■ Task requirements
Reproduce all of the material that follows word for word, omitting the pictures.

======== Data for this task ========

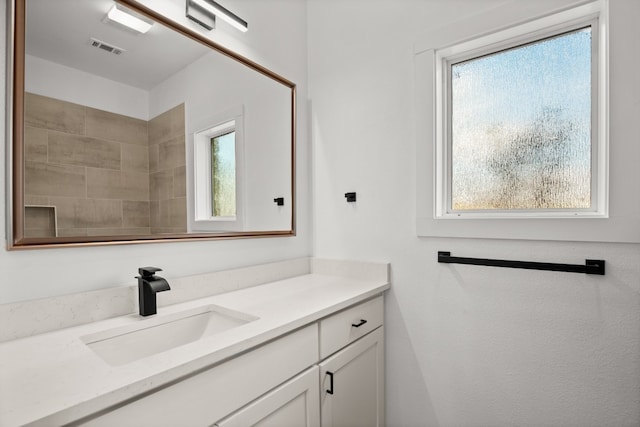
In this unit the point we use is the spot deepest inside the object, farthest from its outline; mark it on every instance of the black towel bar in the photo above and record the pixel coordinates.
(592, 266)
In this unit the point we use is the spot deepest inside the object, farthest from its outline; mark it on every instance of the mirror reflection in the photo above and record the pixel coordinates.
(130, 135)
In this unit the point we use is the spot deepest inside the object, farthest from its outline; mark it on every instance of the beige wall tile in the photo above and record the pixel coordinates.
(178, 213)
(118, 231)
(49, 113)
(71, 232)
(88, 213)
(153, 158)
(125, 185)
(116, 127)
(135, 158)
(43, 179)
(154, 214)
(180, 182)
(135, 214)
(167, 125)
(161, 185)
(35, 144)
(83, 151)
(36, 200)
(171, 154)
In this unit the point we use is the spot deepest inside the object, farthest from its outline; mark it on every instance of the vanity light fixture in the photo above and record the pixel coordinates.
(204, 12)
(123, 17)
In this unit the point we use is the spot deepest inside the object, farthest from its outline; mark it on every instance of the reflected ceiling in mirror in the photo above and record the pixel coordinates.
(122, 137)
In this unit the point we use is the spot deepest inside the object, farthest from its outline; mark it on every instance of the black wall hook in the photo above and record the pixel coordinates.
(351, 197)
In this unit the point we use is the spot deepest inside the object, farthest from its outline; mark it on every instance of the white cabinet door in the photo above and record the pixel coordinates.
(352, 384)
(293, 404)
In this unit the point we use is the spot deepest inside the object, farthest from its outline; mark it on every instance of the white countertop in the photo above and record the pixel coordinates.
(54, 378)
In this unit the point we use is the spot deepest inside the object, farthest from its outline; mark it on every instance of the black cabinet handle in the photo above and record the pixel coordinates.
(357, 325)
(330, 390)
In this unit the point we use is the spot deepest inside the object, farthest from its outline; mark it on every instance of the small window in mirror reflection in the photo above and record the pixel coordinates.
(223, 175)
(218, 173)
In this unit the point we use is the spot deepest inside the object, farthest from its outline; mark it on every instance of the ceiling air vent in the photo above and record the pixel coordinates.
(106, 46)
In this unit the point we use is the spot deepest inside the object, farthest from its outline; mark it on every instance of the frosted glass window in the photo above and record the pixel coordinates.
(520, 127)
(223, 175)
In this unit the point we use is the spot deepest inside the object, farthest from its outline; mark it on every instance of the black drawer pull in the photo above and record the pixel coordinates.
(330, 390)
(357, 325)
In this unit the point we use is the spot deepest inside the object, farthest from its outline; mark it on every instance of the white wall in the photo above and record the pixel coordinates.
(466, 346)
(57, 81)
(30, 274)
(265, 104)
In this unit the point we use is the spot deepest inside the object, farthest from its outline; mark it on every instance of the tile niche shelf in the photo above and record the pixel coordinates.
(40, 221)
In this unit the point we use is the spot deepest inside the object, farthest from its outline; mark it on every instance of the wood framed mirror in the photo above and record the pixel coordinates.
(118, 137)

========

■ Response to this task
In this unit the point we use is the spot deepest inside the object, farthest from its outline; mark it on every instance of the black towel bar in the photo above and record the pixel coordinates.
(592, 266)
In this unit the point we use is the spot deepest inside the object, farthest from its outline; mark it on every instance of the mirror reflection in the photo above and record the pixel coordinates.
(130, 135)
In this unit the point we use is the spot deepest inside the object, farthest from its outline; mark it on every instance of the beige wall tile in the photo above and record the pixel coordinates.
(178, 213)
(118, 231)
(49, 113)
(71, 232)
(88, 213)
(153, 158)
(125, 185)
(116, 127)
(135, 158)
(43, 179)
(154, 214)
(180, 182)
(135, 214)
(167, 125)
(161, 185)
(35, 144)
(83, 151)
(36, 200)
(171, 154)
In this unit the point we use is the spot deepest inside the object, farthest from its outline; mark it on every instance of the vanity light fixture in the photo above and record the pixel coordinates.
(204, 12)
(123, 17)
In this unit the point we use is the spot deepest inside the object, farthest from its outline; mark it on every instance of the reflected ceiling in mirror in the photo above and record the pixel coordinates.
(122, 137)
In this unit the point we use is the spot deepest inside the object, farthest from its outline; mark it on every instance of the black wall hook in the photo above and record the pixel coordinates.
(351, 197)
In this unit the point we use is the spot deepest inside the object, farthest from its outline; mark it on every instance of the white cabinet door in the photo above and record the pixel coordinates.
(352, 384)
(293, 404)
In this unit the point we use is the spot deepest inside the object, farthest from its outline; mark it on every instance of the white countertop in the photo above and record the pixel coordinates.
(54, 378)
In this unit the point we use is the spot deepest inside the object, farthest from its outline; mark it on every instance of the black cabinet handle in the photo above and record the pixel coordinates.
(357, 325)
(330, 390)
In this unit the point we use is the spot deepest inside the object, farthest from its outline; mark it on every instance of the small window in mirror reflection in the photo above and record the pixel coordinates.
(223, 175)
(218, 173)
In this unit the point we use is the spot deepest inside the object, farthest from its outline; mark it on every instance of the ceiling air vent in the photo above and record the pixel coordinates.
(106, 46)
In this unit the point we use is the spot deepest inside the object, farthest from its outline; mark it on every instance of the frosted glass window in the photo above and record the pixel coordinates.
(520, 127)
(223, 175)
In this unit the point we use is the spot deepest inside the object, farthest from its outline; mark it on every instance of the black drawer pull in the photo above and record the pixel coordinates.
(330, 390)
(357, 325)
In this unit the point we use is the spot deepest inside the object, farthest from its outline; mark it on every instance of the white wall in the photo above and record the pixel coordinates.
(466, 346)
(57, 81)
(30, 274)
(265, 104)
In this unit the point we use is the spot deepest inside the object, farthest from its outline; mark it on every instance of the tile niche shelf in the photo above and record the pixel coordinates.
(40, 221)
In this unit the point we use is the spot deepest inside the object, farthest from its outline; mark it on every instance of the wood framed mirror in the photo above and record the pixel coordinates.
(118, 137)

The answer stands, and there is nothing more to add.